▸ **EXERCISE GOAL**: Please explain, in one to three sentences, why the passage on Europe and America says Europe may still have some ways to go before reaching the self-sufficiency needed to see America as a genuine rogue state.

▸ **EXTRACT**:
-- BEGIN --

But post-Cold War America was strong and Iran was weak. Is Europe even unified enough to be able to look on America as a rogue state? Much will depend on whether it is able to formulate a united defence strategy, made more likely by Russia’s aggression from the east. It is also a matter of its ability to pre-emptively open up new strategic alliances in the far east and in Latin America. By securing a tangible alternative for defence, energy and trade, Europe has a real chance to envision itself as a big player in a new world where America is not the singular exporter of democracy. As of now, America still supplies over half of NATO’s arms, its nuclear capability far outstrips both France and Britain combined, and Russian energy still warms European homes and offices. There may still be some ways to go before the emergence of the kind of self-sufficiency required for America to be acknowledged in Europe as a genuine rogue state.

-- END --

▸ **DATASET EXTRACT**:
-- BEGIN --

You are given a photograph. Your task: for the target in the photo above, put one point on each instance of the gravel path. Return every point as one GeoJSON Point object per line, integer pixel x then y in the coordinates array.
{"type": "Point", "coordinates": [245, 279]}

-- END --

▸ **EXERCISE RESULT**: Europe still depends on others. America supplies over half of NATO's arms, and its nuclear capability far outstrips that of France and Britain combined. Russian energy also still warms European homes and offices.